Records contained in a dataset
______

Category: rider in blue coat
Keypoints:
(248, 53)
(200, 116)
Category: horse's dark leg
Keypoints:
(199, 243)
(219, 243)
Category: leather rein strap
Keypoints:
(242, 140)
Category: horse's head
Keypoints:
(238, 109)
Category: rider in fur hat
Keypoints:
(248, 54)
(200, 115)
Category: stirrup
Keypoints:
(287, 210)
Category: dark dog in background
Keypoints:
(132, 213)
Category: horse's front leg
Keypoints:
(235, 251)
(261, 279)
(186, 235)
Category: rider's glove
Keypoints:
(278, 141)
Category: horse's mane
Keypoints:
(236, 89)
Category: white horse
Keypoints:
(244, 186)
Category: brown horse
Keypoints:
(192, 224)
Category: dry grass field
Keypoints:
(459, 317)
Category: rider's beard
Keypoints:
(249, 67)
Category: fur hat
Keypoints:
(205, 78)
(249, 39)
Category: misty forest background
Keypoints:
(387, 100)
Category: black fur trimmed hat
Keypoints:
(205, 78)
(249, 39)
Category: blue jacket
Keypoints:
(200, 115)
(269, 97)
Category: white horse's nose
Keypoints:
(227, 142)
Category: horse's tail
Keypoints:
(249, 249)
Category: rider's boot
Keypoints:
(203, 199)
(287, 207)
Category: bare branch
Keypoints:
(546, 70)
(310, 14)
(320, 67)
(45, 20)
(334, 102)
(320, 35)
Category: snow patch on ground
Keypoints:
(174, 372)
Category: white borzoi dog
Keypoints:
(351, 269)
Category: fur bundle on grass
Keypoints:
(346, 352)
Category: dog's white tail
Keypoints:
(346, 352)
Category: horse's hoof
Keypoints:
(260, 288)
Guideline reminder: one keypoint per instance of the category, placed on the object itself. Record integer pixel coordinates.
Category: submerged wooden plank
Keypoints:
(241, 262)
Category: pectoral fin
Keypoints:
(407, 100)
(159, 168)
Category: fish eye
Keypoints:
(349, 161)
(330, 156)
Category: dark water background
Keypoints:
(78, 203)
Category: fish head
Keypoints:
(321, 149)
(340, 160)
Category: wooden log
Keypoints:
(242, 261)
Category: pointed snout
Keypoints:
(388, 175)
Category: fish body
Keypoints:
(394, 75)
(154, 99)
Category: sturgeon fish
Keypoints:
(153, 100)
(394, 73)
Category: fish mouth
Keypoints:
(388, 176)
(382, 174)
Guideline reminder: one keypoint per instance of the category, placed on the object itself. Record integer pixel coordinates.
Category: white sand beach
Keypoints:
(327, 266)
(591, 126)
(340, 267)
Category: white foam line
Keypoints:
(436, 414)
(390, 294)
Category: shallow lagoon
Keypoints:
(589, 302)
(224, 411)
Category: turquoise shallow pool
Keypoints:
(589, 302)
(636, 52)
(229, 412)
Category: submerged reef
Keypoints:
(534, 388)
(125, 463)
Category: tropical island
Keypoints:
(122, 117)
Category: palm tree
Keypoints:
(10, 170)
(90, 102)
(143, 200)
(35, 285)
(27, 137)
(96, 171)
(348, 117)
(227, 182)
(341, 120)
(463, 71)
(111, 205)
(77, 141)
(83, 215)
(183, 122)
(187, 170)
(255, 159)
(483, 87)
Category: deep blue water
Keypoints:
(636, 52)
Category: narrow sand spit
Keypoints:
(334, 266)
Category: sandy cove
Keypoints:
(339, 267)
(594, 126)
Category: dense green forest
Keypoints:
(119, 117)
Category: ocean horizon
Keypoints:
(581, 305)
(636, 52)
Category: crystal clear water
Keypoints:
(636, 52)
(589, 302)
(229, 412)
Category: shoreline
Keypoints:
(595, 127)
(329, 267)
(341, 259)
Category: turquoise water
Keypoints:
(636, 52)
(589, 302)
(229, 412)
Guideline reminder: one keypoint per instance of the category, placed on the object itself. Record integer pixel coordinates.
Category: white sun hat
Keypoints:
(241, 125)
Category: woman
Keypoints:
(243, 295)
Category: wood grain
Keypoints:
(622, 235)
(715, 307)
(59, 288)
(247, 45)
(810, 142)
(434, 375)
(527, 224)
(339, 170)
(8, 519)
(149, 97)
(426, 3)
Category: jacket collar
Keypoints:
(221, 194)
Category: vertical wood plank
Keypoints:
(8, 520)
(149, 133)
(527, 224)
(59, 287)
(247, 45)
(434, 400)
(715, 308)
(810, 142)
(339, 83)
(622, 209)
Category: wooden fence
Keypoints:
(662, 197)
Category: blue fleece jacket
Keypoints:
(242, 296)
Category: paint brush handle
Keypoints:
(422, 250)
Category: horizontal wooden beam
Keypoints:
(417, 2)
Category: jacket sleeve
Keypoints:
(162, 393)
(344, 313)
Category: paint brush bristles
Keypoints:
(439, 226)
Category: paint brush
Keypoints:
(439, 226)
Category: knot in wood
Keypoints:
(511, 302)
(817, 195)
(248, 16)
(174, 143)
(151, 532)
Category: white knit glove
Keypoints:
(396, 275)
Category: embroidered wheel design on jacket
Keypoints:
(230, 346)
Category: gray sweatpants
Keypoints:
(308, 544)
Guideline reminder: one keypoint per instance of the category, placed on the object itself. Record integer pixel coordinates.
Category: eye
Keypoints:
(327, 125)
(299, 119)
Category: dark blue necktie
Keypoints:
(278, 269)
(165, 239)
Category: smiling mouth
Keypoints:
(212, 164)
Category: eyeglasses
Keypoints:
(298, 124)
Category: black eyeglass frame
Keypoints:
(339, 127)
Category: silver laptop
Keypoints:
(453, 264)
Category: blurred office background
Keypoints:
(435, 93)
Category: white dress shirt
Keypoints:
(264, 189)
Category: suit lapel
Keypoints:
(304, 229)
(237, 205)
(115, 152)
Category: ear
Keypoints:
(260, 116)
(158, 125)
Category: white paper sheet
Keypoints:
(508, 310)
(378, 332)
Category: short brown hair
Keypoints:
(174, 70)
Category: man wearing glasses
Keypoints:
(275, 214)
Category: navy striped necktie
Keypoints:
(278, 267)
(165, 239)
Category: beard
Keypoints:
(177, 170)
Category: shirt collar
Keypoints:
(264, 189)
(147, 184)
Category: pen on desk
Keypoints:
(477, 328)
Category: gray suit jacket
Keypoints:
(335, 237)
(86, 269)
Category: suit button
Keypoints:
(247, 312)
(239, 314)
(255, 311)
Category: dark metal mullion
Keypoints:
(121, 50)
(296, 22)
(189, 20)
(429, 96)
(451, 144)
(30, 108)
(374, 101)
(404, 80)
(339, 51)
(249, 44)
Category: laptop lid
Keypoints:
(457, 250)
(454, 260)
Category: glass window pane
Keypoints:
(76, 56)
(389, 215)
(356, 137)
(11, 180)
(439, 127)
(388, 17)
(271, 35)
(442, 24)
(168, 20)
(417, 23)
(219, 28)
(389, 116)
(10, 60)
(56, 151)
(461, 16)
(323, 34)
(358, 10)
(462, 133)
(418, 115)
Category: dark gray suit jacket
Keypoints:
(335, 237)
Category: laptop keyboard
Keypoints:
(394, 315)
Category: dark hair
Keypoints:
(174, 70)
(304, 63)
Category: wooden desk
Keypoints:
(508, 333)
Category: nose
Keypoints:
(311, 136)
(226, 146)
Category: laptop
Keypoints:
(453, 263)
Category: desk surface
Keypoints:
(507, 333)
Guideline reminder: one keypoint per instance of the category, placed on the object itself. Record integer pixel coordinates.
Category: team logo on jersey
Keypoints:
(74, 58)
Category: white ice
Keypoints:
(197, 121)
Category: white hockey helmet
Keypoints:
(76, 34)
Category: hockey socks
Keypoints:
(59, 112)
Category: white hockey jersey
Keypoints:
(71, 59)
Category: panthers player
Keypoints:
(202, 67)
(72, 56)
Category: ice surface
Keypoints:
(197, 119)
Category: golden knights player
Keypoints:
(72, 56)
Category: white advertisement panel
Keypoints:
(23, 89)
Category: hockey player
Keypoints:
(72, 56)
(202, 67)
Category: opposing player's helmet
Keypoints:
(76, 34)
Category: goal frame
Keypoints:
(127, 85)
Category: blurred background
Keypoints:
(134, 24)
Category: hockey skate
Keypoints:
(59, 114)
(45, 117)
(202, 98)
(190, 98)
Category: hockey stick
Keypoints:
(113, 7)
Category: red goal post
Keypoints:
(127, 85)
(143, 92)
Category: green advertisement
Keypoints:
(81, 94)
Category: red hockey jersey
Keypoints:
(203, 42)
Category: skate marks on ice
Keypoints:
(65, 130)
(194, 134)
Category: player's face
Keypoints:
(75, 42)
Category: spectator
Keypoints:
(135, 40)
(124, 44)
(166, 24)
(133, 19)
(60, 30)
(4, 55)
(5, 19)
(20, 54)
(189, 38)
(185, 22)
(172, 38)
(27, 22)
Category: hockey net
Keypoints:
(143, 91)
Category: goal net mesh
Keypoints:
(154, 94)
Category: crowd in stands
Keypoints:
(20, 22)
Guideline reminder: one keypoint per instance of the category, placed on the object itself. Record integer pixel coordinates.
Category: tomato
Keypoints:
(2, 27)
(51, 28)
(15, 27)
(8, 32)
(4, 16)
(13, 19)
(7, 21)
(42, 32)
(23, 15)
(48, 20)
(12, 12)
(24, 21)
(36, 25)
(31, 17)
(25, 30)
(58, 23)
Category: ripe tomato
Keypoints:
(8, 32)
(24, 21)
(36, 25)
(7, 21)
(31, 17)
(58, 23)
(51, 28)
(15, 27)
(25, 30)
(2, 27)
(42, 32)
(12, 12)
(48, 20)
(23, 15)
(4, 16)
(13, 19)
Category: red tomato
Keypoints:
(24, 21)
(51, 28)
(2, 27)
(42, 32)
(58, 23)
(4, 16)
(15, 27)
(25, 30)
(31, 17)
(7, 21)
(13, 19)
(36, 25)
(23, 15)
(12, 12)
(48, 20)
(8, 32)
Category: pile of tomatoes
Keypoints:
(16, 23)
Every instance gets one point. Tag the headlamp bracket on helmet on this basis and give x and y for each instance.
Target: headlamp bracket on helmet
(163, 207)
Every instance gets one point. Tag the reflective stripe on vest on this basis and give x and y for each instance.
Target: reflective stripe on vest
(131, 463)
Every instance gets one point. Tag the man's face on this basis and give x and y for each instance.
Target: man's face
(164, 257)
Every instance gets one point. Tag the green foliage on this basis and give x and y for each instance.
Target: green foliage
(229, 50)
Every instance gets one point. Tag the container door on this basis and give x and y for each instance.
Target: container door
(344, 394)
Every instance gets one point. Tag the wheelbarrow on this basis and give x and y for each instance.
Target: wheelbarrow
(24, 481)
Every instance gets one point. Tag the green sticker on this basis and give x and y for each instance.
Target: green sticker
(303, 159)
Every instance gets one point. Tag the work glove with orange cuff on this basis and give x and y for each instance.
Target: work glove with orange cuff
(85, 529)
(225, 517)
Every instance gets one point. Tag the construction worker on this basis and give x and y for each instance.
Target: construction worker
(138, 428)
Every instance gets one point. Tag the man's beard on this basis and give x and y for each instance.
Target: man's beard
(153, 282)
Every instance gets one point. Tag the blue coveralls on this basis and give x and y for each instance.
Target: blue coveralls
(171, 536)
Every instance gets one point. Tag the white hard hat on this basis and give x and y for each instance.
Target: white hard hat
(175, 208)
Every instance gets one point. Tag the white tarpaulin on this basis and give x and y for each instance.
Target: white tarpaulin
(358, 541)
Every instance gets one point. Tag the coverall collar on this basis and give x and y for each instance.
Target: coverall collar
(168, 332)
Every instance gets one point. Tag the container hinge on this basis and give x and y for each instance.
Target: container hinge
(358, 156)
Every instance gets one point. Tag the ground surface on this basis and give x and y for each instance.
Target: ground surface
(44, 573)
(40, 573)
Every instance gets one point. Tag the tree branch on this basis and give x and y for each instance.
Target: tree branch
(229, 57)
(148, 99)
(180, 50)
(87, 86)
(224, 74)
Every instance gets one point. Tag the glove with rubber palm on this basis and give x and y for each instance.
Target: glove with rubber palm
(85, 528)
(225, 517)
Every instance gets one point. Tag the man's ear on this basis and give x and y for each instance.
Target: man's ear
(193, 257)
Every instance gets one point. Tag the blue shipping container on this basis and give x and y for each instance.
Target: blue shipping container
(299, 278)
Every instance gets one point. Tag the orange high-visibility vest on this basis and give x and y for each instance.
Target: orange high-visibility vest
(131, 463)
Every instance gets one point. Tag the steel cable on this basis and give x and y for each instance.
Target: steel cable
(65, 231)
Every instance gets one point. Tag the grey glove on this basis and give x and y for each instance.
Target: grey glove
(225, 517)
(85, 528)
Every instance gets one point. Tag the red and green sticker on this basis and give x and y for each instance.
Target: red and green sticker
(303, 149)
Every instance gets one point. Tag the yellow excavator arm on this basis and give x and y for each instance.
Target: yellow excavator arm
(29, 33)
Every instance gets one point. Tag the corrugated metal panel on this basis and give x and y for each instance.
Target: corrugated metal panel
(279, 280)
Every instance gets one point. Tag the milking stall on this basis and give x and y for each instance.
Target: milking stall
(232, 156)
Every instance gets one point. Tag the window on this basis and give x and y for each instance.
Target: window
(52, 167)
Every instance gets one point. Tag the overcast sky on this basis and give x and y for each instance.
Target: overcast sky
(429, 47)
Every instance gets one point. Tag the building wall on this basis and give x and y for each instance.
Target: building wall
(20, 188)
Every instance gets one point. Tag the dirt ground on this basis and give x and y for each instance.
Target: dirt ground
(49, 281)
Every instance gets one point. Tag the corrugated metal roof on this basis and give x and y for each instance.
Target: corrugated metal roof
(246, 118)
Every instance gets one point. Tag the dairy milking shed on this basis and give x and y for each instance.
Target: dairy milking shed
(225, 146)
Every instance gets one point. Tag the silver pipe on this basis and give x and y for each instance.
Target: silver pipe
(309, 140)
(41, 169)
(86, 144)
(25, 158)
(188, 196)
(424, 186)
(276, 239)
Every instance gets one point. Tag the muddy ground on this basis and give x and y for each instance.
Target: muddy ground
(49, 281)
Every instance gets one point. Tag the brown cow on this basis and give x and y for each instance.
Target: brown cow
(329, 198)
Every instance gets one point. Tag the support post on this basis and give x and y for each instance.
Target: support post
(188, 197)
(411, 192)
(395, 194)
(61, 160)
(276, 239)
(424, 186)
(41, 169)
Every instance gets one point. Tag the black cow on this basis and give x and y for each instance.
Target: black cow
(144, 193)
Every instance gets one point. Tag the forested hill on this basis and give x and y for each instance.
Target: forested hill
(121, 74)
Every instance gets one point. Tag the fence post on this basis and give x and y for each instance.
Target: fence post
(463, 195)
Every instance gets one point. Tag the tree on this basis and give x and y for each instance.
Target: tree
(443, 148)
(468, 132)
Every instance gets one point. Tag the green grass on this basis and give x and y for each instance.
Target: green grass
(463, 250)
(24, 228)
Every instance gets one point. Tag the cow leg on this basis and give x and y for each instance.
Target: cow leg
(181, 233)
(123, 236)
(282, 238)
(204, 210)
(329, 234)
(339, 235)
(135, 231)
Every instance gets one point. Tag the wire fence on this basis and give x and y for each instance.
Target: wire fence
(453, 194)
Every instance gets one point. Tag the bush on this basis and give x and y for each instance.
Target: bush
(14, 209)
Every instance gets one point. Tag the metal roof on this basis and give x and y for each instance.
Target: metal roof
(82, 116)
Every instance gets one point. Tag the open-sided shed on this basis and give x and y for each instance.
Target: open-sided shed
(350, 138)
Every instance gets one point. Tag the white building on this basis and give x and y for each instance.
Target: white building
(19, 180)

______

Filter the records for the string "wooden" and copy every line that holds it.

Category: submerged wooden plank
Category: wooden log
Category: wooden fence
Category: horizontal wooden beam
Category: wooden desk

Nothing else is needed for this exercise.